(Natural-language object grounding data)
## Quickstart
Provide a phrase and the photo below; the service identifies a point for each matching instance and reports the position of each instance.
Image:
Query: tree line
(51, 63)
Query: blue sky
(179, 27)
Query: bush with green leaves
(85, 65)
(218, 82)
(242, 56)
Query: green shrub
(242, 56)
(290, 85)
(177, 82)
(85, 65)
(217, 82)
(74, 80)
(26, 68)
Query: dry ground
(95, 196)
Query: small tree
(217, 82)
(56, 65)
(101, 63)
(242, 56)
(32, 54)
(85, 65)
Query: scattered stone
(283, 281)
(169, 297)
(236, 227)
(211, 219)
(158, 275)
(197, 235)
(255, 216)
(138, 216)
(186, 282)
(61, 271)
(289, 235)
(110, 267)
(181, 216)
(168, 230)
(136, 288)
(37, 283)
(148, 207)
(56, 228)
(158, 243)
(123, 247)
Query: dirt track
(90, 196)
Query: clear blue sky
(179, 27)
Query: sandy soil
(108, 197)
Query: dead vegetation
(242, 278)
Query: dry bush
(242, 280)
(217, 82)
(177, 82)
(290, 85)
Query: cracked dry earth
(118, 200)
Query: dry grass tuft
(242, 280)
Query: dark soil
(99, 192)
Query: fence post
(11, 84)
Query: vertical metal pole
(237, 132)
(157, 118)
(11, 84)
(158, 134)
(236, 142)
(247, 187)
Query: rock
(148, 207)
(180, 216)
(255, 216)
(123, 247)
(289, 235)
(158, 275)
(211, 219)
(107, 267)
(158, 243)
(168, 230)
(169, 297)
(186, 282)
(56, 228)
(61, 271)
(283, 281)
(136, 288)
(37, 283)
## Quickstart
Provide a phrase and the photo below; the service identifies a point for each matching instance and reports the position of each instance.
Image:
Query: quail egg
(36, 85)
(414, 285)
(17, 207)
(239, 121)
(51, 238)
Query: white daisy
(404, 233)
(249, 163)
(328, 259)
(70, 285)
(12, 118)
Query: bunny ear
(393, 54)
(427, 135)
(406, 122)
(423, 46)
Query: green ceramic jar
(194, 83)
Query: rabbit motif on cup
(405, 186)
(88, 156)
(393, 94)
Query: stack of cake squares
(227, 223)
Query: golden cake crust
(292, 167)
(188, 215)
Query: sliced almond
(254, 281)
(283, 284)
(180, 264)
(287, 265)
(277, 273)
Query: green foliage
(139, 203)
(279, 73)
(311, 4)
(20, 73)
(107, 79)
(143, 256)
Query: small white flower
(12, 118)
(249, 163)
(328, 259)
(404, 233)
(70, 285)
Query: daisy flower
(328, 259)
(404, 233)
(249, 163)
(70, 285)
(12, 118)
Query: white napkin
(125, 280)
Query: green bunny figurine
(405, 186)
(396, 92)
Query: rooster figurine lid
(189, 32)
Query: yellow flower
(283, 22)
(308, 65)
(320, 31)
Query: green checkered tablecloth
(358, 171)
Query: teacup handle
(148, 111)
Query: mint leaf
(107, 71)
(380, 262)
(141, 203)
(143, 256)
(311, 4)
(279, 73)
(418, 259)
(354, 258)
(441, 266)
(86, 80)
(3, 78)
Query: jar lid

ASSIGNMENT
Return the data above in full, keeping each line exactly as it stands.

RESPONSE
## Quickstart
Provide a phrase and the photo below; the service identifies a point for each matching instance and reports the position of each instance.
Image:
Query: tree line
(51, 63)
Query: blue sky
(179, 27)
Query: bush with green leaves
(85, 65)
(218, 82)
(242, 56)
Query: green shrub
(242, 56)
(290, 85)
(177, 82)
(85, 65)
(217, 82)
(74, 80)
(26, 68)
Query: dry ground
(95, 196)
Query: small tree
(217, 82)
(56, 65)
(101, 63)
(242, 56)
(32, 54)
(85, 65)
Query: scattered stone
(283, 281)
(169, 297)
(236, 227)
(211, 219)
(158, 275)
(197, 235)
(255, 216)
(138, 216)
(186, 282)
(61, 271)
(289, 235)
(110, 267)
(181, 216)
(168, 230)
(136, 288)
(37, 283)
(148, 207)
(56, 228)
(158, 243)
(123, 247)
Query: dirt track
(90, 196)
Query: clear blue sky
(179, 27)
Query: sandy soil
(108, 197)
Query: dead vegetation
(242, 278)
Query: dry bush
(242, 280)
(217, 82)
(177, 82)
(290, 85)
Query: cracked dry earth
(118, 200)
Query: dry grass tuft
(242, 280)
Query: dark soil
(99, 192)
Query: fence post
(11, 84)
Query: vertical metal pole
(237, 132)
(157, 118)
(11, 84)
(158, 134)
(236, 142)
(247, 187)
Query: rock
(148, 207)
(180, 216)
(255, 216)
(123, 247)
(289, 235)
(158, 275)
(211, 219)
(107, 267)
(158, 243)
(168, 230)
(169, 297)
(186, 282)
(56, 228)
(61, 271)
(283, 281)
(136, 288)
(37, 283)
## Quickstart
Provide a phrase and the photo below; the service identifies a point for each matching instance and reports the position of each instance.
Image:
Query: quail egg
(36, 85)
(414, 285)
(17, 207)
(239, 121)
(51, 238)
Query: white daisy
(404, 233)
(249, 163)
(328, 259)
(70, 285)
(12, 118)
Query: bunny ear
(393, 54)
(427, 135)
(406, 122)
(423, 46)
Query: green ceramic jar
(194, 83)
Query: rabbit motif on cup
(405, 186)
(88, 156)
(393, 94)
Query: stack of cake squares
(227, 223)
Query: golden cake crust
(292, 167)
(188, 215)
Query: sliced almond
(254, 281)
(283, 284)
(180, 264)
(287, 265)
(277, 273)
Query: green foliage
(139, 203)
(279, 73)
(311, 4)
(20, 73)
(107, 79)
(143, 256)
Query: small white flower
(12, 118)
(249, 163)
(328, 259)
(404, 233)
(70, 285)
Query: daisy flower
(328, 259)
(404, 233)
(249, 163)
(70, 285)
(12, 118)
Query: white napkin
(125, 280)
Query: green bunny figurine
(405, 186)
(396, 92)
Query: rooster figurine lid
(189, 32)
Query: yellow flower
(283, 22)
(308, 65)
(320, 31)
Query: green checkered tablecloth
(358, 171)
Query: teacup handle
(148, 111)
Query: mint leaf
(107, 71)
(380, 262)
(141, 203)
(143, 256)
(311, 4)
(279, 73)
(418, 259)
(354, 258)
(441, 266)
(86, 80)
(3, 78)
Query: jar lid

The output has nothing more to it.